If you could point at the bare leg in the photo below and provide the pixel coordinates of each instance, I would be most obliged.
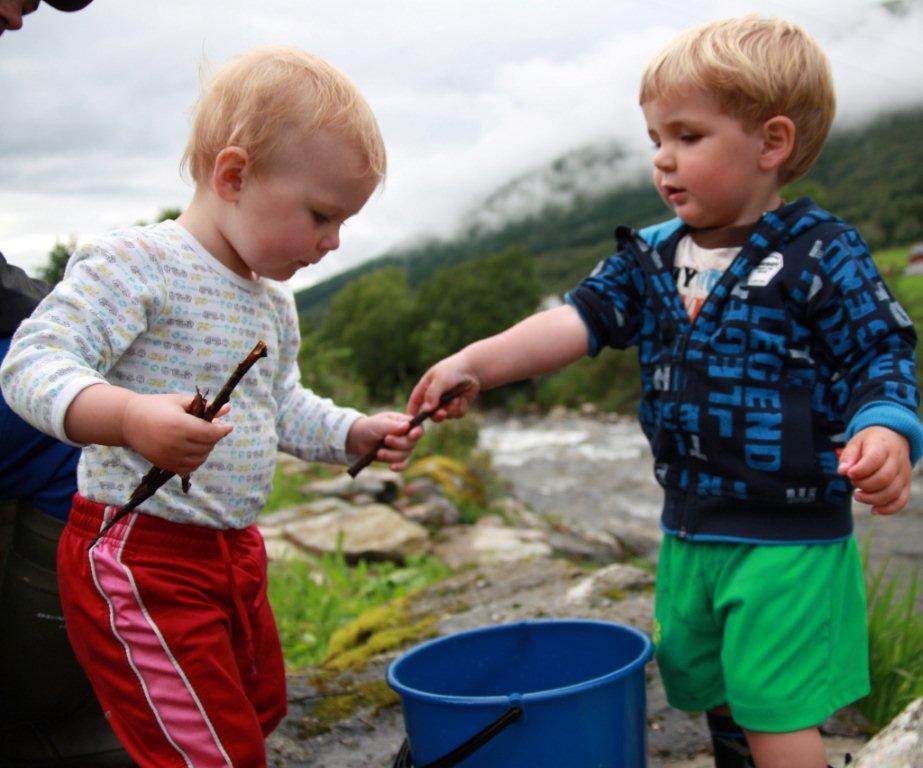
(796, 749)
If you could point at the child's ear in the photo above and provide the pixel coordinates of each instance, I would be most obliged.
(778, 142)
(231, 166)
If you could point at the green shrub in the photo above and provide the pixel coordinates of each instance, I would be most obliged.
(312, 599)
(895, 642)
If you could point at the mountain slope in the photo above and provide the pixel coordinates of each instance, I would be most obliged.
(871, 176)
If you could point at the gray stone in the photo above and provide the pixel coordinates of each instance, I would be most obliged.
(599, 548)
(373, 532)
(437, 512)
(900, 745)
(615, 580)
(381, 484)
(489, 543)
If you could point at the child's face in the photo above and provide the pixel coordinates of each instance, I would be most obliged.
(290, 216)
(707, 164)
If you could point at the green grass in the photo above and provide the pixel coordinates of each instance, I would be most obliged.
(895, 642)
(312, 599)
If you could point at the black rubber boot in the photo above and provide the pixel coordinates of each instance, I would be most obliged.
(49, 715)
(729, 743)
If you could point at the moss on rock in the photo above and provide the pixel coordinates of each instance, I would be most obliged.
(376, 631)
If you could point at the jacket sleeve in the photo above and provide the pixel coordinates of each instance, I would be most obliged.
(610, 303)
(311, 427)
(79, 331)
(870, 339)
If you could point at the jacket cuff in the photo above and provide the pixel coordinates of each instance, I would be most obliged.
(593, 345)
(895, 417)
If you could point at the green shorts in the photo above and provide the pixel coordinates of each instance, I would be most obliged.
(776, 632)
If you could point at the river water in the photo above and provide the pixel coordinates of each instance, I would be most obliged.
(596, 473)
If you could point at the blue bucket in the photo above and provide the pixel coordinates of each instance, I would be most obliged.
(536, 694)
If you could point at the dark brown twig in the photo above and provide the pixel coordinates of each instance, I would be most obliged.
(201, 408)
(447, 397)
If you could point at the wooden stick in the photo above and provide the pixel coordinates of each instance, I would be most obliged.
(447, 397)
(199, 407)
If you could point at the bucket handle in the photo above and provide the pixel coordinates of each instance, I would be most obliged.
(405, 760)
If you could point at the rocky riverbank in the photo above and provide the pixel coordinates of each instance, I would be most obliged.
(527, 562)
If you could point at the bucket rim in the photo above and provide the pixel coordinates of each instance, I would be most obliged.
(647, 652)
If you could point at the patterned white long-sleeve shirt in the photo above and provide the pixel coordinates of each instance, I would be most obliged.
(149, 309)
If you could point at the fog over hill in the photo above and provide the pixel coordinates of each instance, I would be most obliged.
(586, 172)
(871, 174)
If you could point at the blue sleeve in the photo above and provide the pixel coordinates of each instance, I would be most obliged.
(869, 338)
(900, 419)
(34, 466)
(610, 303)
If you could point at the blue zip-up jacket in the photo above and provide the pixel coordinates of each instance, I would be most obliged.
(798, 346)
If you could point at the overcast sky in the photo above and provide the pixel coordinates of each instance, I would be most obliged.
(95, 105)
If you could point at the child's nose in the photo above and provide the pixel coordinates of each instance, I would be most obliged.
(663, 159)
(330, 241)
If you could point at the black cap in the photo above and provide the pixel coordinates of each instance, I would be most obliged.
(68, 5)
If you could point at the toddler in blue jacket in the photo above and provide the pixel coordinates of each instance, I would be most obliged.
(778, 382)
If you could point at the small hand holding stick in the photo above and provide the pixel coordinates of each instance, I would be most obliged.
(200, 408)
(447, 397)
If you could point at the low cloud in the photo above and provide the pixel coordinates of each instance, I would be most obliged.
(469, 96)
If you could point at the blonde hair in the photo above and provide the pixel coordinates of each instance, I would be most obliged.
(257, 100)
(757, 68)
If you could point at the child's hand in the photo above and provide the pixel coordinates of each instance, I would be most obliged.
(367, 431)
(877, 461)
(158, 427)
(439, 379)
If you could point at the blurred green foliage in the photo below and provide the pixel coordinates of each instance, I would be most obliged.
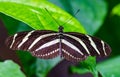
(104, 15)
(6, 69)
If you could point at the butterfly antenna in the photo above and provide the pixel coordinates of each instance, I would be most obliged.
(52, 16)
(72, 17)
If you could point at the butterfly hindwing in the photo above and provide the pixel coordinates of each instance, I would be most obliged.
(90, 45)
(70, 50)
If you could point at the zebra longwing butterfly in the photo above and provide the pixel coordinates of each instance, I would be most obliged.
(48, 44)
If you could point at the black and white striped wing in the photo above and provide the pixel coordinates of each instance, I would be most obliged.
(70, 50)
(88, 45)
(36, 42)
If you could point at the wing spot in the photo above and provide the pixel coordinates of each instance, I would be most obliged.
(93, 44)
(13, 40)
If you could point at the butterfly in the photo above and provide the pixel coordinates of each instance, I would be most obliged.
(47, 44)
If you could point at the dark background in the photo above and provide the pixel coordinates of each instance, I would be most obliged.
(110, 31)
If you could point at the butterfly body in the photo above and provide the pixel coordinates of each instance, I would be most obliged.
(48, 44)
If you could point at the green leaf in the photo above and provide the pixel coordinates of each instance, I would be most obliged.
(35, 15)
(116, 10)
(89, 65)
(110, 68)
(91, 15)
(10, 69)
(44, 66)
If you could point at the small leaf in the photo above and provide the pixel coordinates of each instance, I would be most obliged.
(110, 68)
(44, 66)
(89, 65)
(91, 15)
(10, 69)
(116, 10)
(34, 14)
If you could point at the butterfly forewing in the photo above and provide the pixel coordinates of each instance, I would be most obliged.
(49, 44)
(89, 45)
(32, 41)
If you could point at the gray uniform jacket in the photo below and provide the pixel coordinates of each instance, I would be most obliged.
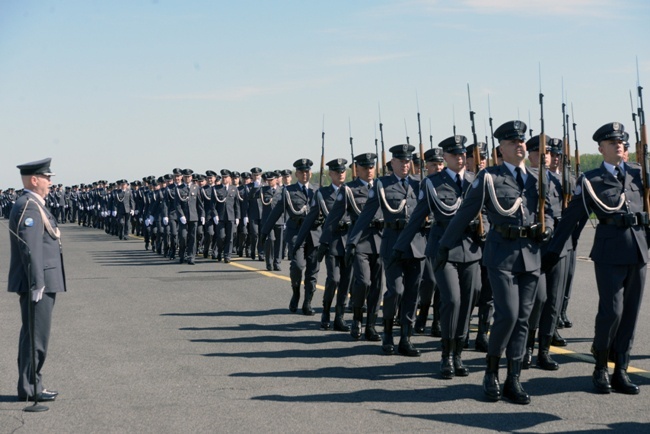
(38, 252)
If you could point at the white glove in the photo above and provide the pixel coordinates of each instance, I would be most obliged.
(37, 294)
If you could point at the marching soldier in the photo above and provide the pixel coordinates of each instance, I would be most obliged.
(396, 196)
(295, 202)
(613, 192)
(189, 210)
(511, 255)
(338, 273)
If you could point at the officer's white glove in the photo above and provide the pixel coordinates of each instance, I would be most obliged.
(37, 294)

**GOAL**
Starting with the line containing "If you could point at the white" and continuing through the end of the entries, lay out those entries as a two-column CSV with the columns entry_text and answer. Give one row per entry, and put each value in a single quoted field with any line breaks replaced by spaces.

**OUTPUT OF THE TASK**
entry_text,answer
"If you could point at the white glove in the photo above and provide the pixel coordinates of each instance, I would be most obliged.","(37, 294)"
"If you could point at the marching soldier in the photo above and provide the pixel coordinates of each instance, I would be most obliged.","(396, 196) (295, 202) (613, 192) (189, 210) (511, 255) (338, 273)"
"If you could point at the officer's white glove in the photo above and provide the pixel coordinates of each instance, I would be most obliged.","(37, 294)"